Extract each line of the records below that contains the string "coordinates", and copy those lines unchanged.

□ □ □ □ □

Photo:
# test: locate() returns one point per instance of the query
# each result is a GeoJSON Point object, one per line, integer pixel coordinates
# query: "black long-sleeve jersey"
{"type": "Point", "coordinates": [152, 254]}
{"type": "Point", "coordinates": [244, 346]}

□ □ □ □ □

## Task response
# each result is a GeoJSON Point object, one per line, integer pixel coordinates
{"type": "Point", "coordinates": [152, 254]}
{"type": "Point", "coordinates": [244, 346]}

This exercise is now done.